> [Tasks and exercises]
**A.** Answer the following from the text on PostgreSQL's source structure, marking each answer (i), (ii), or (iii).
(i) What word does the snowball library find from the word "eating"?
(ii) What file is committed into the repository, so that the configure script might not need to be run?
(iii) According to the comment in postmaster.c, what does the postmaster do instead of carrying out startup and shutdown operations itself?
**B.** Copy out the part of the text on PostgreSQL's source structure that opens with the words containing "The broad division" and closes with "cool, learning already.".
**C.** Resume the text on PostgreSQL's source structure from the point where it stops.

> [Reading text]
A quick look at the overall structure and some interesting aspects of PostgreSQL

To get and compile the code, run the normal commands:

$ git clone git://git.postgresql.org/git/postgresql.git

$ ./configure
$ Make

(Interestingly, the Makefile is actually committed into the repository, so you might not even need to run the configure script.)

Before looking at the code, try to imagine what the overall structure might be, based on what it needs to accomplish. There needs to be a network component, which hands data to a parser, then maybe an optimizer, and some code to actually run the queries. There is of course a docdirectory and README files, but let’s jump right in to the src directory.

Structure is the key to understanding when it comes to code, and a diagram might help, but here we’re trying to understand the structure looking at the code itself.

The broad division in PostgreSQL is between the frontend (libraries/CLI making requests over the network), and the backend. The backend is probably more interesting. Run $ cd src/backend; ls and we find this directory listing (among others):

Makefile	common.mk	main		po		replication
access		executor	nls.mk		port		rewrite
bootstrap	foreign		nodes		postgres	snowball
catalog		lib		optimizer	postmaster	storage
commands	libpq		parser		regex		tcop
tsearch 	utils

Woah, what is snowball? cd snowball; cat README. Looks like a grammatical library for natural language processing, designed to find the stem of words: for example, from the word “eating” it will find “eat.” Apparently PostgreSQL lets you search text based on the stem of the word. That’s cool, learning already.

Optimizer and parser are easy enough to figure out, what about postmaster? Does that sound like a network layer? less postmaster/postmaster.c and we see this beautiful comment:

 * postmaster.c
 *        This program acts as a clearing house for requests to the
 *        POSTGRES system.  Frontend programs send a startup message
 *        to the Postmaster and the postmaster uses the info in the
 *        message to setup a backend process.
 *        The postmaster also manages system-wide operations such as
 *        startup and shutdown. The postmaster itself doesn't do those
 *        operations, mind you --- it just forks off a subprocess to do them
 *        at the right times.  It also takes care of resetting the system
 *        if a backend crashes.

> [Items]
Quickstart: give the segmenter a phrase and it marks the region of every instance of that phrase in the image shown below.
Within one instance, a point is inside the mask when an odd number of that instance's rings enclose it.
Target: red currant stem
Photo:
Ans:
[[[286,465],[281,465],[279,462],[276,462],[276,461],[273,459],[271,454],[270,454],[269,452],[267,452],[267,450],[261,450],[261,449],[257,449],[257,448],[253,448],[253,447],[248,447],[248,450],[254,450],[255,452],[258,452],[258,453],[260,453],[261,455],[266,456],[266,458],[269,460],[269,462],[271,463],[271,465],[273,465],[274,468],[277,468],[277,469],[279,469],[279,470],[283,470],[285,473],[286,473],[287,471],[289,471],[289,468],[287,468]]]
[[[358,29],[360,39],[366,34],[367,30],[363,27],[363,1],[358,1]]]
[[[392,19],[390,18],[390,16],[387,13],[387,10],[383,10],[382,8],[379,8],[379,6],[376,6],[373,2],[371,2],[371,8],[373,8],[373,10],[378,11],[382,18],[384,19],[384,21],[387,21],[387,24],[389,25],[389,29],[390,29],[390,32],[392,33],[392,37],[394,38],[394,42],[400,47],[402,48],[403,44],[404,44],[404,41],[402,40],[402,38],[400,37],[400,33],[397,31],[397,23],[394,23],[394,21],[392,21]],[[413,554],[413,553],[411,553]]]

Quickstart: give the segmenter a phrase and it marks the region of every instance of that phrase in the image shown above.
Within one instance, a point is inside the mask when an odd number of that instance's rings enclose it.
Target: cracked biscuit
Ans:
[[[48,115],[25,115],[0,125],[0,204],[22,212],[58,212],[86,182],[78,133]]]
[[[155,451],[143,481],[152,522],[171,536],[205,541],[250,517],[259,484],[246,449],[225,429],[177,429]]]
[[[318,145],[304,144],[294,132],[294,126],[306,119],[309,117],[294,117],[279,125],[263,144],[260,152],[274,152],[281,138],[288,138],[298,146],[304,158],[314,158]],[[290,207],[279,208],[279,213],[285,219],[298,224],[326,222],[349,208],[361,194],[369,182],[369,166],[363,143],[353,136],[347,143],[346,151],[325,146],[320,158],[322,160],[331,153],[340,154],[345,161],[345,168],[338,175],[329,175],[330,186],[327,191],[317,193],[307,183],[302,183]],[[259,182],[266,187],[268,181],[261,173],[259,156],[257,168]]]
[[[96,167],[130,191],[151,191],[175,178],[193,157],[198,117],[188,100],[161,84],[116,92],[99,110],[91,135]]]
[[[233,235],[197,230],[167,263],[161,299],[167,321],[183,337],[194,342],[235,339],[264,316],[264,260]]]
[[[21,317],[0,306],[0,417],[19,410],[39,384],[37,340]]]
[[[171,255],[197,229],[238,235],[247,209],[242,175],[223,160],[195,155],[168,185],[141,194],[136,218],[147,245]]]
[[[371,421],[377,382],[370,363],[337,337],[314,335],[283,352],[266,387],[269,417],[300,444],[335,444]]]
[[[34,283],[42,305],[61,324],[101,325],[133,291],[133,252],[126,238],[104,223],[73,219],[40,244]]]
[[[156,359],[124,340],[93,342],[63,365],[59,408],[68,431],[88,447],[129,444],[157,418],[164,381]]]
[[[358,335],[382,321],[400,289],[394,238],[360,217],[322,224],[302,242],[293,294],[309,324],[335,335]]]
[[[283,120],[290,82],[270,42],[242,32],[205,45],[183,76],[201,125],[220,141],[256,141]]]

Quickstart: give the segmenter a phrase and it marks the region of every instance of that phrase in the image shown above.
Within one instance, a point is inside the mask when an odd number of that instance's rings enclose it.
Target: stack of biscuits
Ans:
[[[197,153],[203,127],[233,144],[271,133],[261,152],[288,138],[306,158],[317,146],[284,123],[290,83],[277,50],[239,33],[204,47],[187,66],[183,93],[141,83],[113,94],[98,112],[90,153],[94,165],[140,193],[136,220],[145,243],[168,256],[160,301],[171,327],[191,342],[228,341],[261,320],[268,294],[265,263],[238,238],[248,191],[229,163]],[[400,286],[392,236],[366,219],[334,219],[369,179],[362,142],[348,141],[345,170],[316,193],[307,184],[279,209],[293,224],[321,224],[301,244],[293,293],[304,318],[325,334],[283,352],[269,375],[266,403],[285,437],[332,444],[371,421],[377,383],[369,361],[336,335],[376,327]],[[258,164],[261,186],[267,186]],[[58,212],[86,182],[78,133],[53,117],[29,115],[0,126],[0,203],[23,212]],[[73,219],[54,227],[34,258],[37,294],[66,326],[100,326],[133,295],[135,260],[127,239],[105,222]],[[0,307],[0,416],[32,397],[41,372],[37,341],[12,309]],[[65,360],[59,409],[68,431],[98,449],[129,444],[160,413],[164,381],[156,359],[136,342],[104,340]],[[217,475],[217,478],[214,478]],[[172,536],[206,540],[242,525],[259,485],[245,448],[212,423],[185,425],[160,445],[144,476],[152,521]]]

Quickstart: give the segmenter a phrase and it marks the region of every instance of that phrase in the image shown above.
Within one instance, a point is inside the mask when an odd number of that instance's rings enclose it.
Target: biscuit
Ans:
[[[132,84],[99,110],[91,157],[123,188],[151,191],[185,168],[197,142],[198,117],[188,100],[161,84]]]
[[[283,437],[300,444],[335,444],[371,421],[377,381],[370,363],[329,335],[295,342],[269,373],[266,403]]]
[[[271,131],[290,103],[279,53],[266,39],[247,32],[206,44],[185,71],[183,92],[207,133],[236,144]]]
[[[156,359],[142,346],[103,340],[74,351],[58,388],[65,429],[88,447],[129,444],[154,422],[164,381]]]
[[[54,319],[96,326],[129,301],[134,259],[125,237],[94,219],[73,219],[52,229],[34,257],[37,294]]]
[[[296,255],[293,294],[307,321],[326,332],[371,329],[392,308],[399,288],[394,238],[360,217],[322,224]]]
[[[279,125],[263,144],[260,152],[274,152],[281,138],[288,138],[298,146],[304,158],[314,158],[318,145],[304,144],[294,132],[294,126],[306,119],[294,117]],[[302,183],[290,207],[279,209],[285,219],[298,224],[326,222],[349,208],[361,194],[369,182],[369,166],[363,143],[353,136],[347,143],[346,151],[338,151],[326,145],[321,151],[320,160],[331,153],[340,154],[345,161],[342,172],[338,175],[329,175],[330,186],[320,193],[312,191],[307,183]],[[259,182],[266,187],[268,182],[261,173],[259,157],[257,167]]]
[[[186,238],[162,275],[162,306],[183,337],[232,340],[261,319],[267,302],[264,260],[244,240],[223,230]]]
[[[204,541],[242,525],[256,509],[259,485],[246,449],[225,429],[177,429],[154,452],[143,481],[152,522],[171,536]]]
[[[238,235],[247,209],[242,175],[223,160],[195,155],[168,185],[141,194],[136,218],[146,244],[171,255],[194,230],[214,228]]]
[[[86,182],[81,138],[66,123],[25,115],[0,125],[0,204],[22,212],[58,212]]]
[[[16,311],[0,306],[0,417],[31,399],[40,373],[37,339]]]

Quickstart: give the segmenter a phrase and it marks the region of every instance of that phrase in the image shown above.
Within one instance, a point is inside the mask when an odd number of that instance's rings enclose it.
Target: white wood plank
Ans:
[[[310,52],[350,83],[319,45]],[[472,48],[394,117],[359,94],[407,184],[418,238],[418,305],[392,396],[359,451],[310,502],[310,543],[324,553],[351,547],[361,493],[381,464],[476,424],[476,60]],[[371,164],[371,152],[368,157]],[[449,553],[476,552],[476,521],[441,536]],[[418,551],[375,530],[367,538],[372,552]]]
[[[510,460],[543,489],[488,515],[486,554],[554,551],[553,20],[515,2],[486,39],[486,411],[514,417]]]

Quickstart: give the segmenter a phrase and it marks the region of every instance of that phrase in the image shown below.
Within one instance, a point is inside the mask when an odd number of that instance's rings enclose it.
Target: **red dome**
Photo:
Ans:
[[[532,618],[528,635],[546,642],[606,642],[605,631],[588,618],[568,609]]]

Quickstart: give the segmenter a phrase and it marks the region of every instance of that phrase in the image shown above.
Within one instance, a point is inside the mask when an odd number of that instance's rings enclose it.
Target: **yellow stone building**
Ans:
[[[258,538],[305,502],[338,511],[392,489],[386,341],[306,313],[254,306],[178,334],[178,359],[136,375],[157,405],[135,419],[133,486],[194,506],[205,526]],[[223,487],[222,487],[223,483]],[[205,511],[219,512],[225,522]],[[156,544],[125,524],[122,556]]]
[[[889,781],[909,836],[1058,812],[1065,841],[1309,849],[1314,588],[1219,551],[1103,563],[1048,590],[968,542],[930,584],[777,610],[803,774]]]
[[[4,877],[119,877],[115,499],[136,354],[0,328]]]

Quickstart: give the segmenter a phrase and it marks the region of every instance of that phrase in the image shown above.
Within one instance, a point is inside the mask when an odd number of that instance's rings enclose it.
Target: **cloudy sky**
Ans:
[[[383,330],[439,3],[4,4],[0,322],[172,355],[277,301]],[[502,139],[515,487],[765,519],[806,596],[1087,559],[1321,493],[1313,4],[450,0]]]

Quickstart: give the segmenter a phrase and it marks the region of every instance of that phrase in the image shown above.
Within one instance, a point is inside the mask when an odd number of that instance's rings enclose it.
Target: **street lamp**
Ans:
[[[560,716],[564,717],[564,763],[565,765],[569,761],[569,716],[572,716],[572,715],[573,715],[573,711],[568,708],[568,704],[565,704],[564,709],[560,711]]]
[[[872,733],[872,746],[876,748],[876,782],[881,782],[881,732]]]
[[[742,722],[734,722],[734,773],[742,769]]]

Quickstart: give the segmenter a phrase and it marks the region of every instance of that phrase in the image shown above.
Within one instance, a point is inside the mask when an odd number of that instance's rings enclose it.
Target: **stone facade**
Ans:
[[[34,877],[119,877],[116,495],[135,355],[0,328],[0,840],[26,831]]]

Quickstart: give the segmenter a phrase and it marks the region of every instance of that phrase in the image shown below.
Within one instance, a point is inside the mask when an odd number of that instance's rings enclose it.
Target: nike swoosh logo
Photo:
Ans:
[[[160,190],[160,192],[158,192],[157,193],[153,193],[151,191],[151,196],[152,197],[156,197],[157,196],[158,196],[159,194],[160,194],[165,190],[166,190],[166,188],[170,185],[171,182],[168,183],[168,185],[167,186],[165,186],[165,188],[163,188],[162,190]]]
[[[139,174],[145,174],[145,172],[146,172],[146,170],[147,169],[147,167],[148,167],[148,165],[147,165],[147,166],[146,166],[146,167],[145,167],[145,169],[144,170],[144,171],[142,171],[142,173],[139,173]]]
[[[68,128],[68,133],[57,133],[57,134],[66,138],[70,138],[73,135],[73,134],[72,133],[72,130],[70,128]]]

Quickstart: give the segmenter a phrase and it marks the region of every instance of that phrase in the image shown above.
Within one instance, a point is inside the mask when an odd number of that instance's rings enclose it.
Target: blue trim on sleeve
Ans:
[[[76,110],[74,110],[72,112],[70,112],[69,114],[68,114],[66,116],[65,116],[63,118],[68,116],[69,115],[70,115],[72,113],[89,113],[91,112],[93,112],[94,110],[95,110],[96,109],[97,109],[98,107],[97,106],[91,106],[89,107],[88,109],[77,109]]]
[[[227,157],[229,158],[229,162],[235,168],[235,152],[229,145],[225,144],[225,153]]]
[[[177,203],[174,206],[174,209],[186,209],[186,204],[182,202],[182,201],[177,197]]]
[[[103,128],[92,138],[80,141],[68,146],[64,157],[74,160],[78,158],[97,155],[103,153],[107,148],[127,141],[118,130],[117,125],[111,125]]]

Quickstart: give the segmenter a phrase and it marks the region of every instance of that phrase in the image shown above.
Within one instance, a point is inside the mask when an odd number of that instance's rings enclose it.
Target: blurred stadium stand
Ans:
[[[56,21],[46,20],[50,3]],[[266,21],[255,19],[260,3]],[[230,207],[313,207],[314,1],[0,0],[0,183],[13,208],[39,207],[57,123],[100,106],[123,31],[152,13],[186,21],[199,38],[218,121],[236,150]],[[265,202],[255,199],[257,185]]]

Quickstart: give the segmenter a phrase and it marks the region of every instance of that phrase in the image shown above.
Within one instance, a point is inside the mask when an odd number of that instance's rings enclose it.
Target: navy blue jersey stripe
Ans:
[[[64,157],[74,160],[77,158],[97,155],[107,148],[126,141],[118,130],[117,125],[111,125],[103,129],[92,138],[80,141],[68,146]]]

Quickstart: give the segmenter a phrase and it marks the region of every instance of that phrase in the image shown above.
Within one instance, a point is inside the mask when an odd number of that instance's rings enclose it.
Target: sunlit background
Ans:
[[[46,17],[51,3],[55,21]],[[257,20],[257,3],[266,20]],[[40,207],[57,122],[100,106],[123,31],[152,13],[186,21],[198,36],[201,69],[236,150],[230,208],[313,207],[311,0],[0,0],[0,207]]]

> [Outputs in order]
**A.**
(i) "Eat."
(ii) The Makefile.
(iii) It forks off a subprocess to do them at the right times.

**B.**
The broad division in PostgreSQL is between the frontend (libraries/CLI making requests over the network), and the backend. The backend is probably more interesting. Run $ cd src/backend; ls and we find this directory listing (among others):

Makefile	common.mk	main		po		replication
access		executor	nls.mk		port		rewrite
bootstrap	foreign		nodes		postgres	snowball
catalog		lib		optimizer	postmaster	storage
commands	libpq		parser		regex		tcop
tsearch 	utils

Woah, what is snowball? cd snowball; cat README. Looks like a grammatical library for natural language processing, designed to find the stem of words: for example, from the word “eating” it will find “eat.” Apparently PostgreSQL lets you search text based on the stem of the word. That’s cool, learning already.

**C.**
So PostgreSQL has a high-level message concept, excellent. grep socket * -r leads topqcomm.c, which contains the low-level network routines. It holds another nice comment:

 *  StreamServerPort        - Open postmaster's server port
 *  StreamConnection        - Create new connection with client
 *  StreamClose                     - Close a client/backend connection
 *  TouchSocketFiles        - Protect socket files against /tmp cleaners
 *  pq_init                 - initialize libpq at backend startup
 *  pq_comm_reset   - reset libpq during error recovery
 *  pq_close                - shutdown libpq at backend exit
 *low-level I/O:
 *  pq_getbytes             - get a known number of bytes from connection
 *  pq_getstring    - get a null terminated string from connection
 *  pq_getmessage   - get a message with length word from connection
 *  pq_getbyte              - get next byte from connection
 *  pq_peekbyte             - peek at next byte from connection
 *  pq_putbytes             - send bytes to connection (flushed by pq_flush)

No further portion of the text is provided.